■ **What is asked**
Report every line in the rows below that contains the word "copper", copying each one in full. Match case exactly.

^^^^

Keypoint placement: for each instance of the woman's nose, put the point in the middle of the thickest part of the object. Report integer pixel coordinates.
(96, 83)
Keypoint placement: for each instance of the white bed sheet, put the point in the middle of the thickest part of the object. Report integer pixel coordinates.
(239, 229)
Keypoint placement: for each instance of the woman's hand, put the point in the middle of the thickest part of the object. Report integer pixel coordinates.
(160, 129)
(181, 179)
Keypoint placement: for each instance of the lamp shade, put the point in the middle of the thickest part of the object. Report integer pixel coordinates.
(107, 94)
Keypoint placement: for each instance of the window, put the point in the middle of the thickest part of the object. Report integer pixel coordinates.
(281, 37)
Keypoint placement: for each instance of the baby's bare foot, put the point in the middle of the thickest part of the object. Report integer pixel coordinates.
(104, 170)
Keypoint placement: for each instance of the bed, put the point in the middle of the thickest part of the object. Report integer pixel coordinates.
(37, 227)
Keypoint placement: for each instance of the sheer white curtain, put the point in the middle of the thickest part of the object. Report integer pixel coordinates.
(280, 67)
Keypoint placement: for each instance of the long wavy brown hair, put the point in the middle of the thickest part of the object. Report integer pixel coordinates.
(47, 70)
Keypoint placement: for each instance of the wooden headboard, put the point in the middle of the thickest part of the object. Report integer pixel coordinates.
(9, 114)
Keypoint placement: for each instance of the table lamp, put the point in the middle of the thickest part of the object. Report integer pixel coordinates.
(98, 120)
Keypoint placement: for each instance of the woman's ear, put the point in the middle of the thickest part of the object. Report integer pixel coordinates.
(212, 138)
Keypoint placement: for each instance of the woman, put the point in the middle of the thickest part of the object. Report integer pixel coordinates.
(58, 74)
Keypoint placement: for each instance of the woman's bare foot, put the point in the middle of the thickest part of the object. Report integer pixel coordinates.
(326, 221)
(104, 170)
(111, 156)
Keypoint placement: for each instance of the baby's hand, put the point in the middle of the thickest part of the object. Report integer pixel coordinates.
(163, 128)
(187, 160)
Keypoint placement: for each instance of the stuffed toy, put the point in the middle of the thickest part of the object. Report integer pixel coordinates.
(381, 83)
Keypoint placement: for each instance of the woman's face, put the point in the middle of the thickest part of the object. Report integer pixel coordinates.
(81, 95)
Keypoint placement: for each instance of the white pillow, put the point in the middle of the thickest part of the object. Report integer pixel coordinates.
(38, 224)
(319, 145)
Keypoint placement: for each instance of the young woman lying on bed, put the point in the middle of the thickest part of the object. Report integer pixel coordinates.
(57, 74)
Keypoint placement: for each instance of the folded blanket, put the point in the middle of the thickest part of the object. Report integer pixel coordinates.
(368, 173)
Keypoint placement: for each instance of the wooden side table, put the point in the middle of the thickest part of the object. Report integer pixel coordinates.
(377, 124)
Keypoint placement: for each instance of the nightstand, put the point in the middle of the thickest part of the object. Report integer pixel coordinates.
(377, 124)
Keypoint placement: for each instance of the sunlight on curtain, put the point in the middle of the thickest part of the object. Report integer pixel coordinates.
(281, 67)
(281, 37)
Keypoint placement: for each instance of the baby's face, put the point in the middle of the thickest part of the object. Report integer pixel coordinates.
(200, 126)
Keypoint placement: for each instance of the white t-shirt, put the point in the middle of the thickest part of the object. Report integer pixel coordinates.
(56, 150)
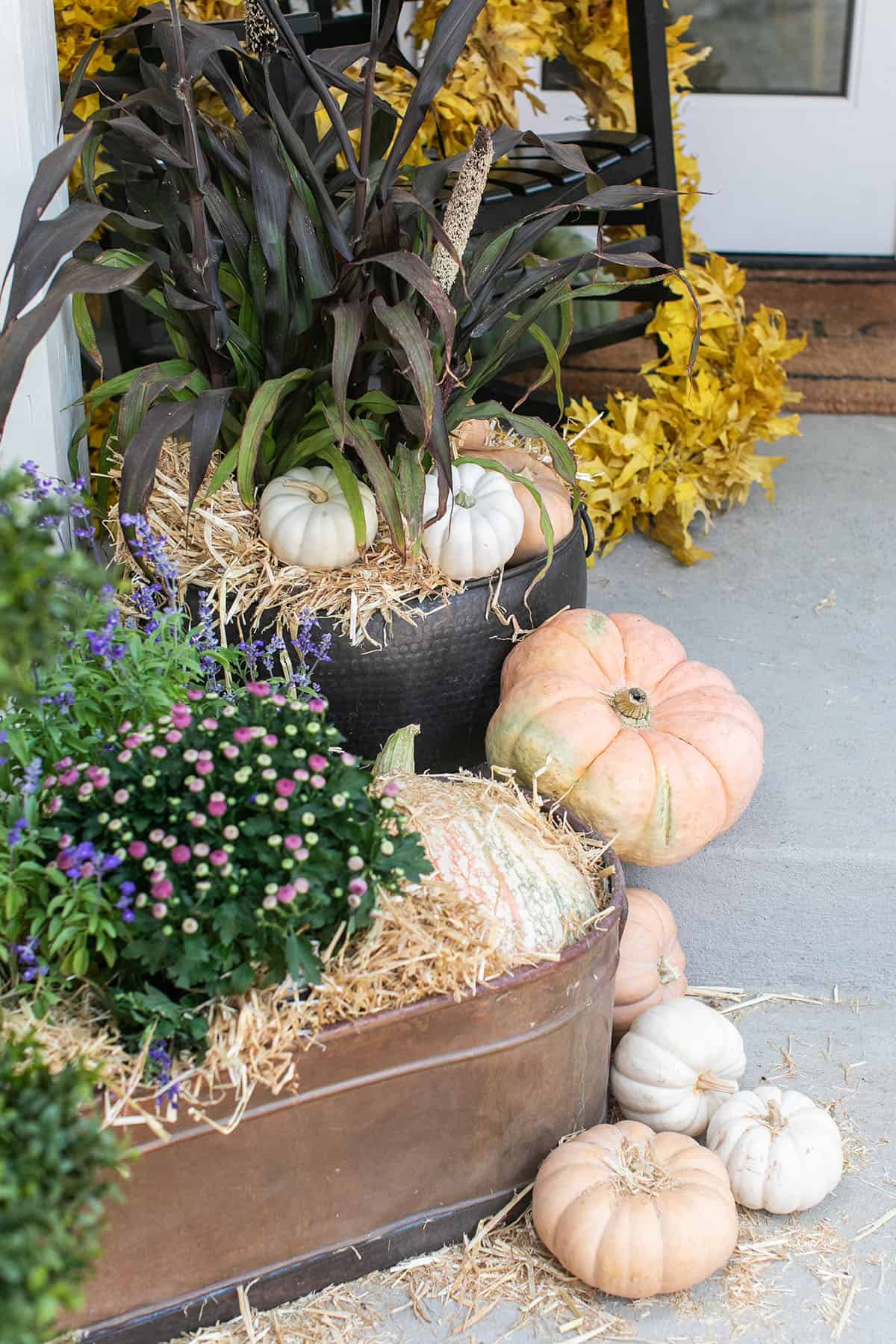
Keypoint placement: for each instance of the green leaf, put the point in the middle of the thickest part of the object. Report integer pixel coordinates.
(258, 417)
(378, 470)
(346, 477)
(528, 426)
(403, 326)
(85, 329)
(300, 960)
(411, 487)
(547, 527)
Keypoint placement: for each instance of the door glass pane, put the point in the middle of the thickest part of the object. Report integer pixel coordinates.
(770, 46)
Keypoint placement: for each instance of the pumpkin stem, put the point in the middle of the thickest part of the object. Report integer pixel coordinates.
(774, 1120)
(396, 756)
(709, 1082)
(632, 703)
(316, 494)
(667, 972)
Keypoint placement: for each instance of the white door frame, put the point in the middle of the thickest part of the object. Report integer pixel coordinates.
(793, 174)
(38, 426)
(785, 172)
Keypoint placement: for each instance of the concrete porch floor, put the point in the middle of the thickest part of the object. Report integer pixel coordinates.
(800, 609)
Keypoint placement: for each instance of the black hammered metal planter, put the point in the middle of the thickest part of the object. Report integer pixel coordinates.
(444, 671)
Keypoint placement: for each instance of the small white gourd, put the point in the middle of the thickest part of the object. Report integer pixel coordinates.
(305, 519)
(783, 1152)
(676, 1065)
(481, 526)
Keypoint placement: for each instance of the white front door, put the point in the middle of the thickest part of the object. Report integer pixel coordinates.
(794, 125)
(793, 122)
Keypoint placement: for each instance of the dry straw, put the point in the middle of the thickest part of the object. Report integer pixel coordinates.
(220, 549)
(435, 940)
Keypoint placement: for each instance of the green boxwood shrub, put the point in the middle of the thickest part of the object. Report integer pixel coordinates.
(57, 1169)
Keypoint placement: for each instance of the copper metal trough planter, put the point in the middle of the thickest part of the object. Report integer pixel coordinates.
(408, 1129)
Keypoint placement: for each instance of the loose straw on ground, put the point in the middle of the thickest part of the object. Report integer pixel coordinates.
(220, 549)
(435, 940)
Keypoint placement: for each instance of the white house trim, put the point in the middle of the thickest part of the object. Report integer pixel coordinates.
(38, 426)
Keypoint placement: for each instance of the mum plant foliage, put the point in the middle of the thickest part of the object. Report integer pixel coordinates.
(290, 264)
(55, 1171)
(223, 846)
(43, 586)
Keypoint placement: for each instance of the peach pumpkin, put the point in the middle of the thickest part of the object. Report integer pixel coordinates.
(554, 491)
(653, 750)
(635, 1213)
(652, 961)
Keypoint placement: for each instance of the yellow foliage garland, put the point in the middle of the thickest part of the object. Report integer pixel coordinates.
(655, 463)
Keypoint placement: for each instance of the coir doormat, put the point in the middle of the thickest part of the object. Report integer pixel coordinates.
(849, 364)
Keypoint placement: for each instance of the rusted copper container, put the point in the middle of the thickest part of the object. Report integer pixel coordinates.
(408, 1129)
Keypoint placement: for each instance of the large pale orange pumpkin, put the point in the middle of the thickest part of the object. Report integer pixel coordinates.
(554, 491)
(608, 712)
(652, 961)
(635, 1213)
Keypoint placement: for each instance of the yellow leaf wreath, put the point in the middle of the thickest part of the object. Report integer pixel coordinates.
(657, 463)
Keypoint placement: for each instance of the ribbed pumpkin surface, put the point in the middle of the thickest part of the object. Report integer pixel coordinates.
(531, 889)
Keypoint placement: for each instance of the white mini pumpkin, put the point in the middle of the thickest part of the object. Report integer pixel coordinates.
(305, 519)
(783, 1154)
(481, 526)
(676, 1065)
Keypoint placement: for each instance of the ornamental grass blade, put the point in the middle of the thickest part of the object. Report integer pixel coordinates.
(452, 30)
(403, 326)
(297, 151)
(314, 78)
(348, 322)
(85, 331)
(622, 196)
(484, 280)
(411, 490)
(20, 335)
(553, 356)
(544, 517)
(317, 279)
(415, 270)
(208, 413)
(492, 363)
(153, 147)
(53, 169)
(566, 154)
(376, 468)
(230, 226)
(348, 483)
(534, 280)
(258, 417)
(270, 198)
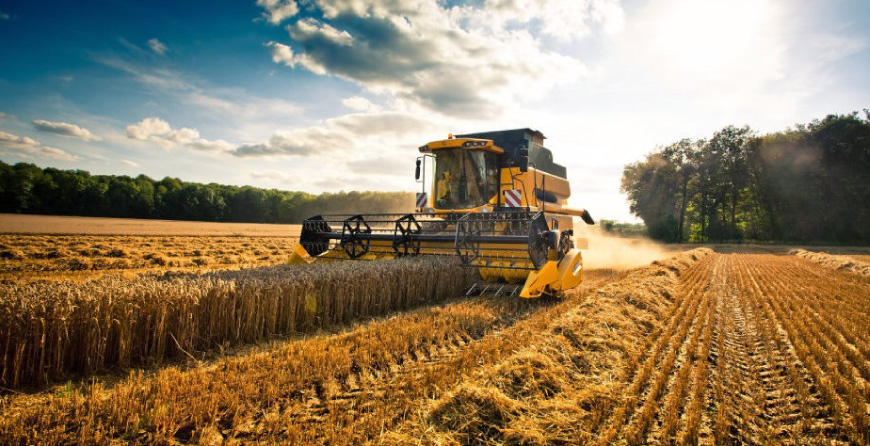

^^^^

■ **Task output**
Keypoint placement: for each instance of the copper metal trough planter, put the point in the middle of the thickest part of the object. Report integer pixel coordinates.
Keypoint placement: for each instance of the rusted copper container, put the point in the middle of the thickest part of the object. Report integer pixel coordinates.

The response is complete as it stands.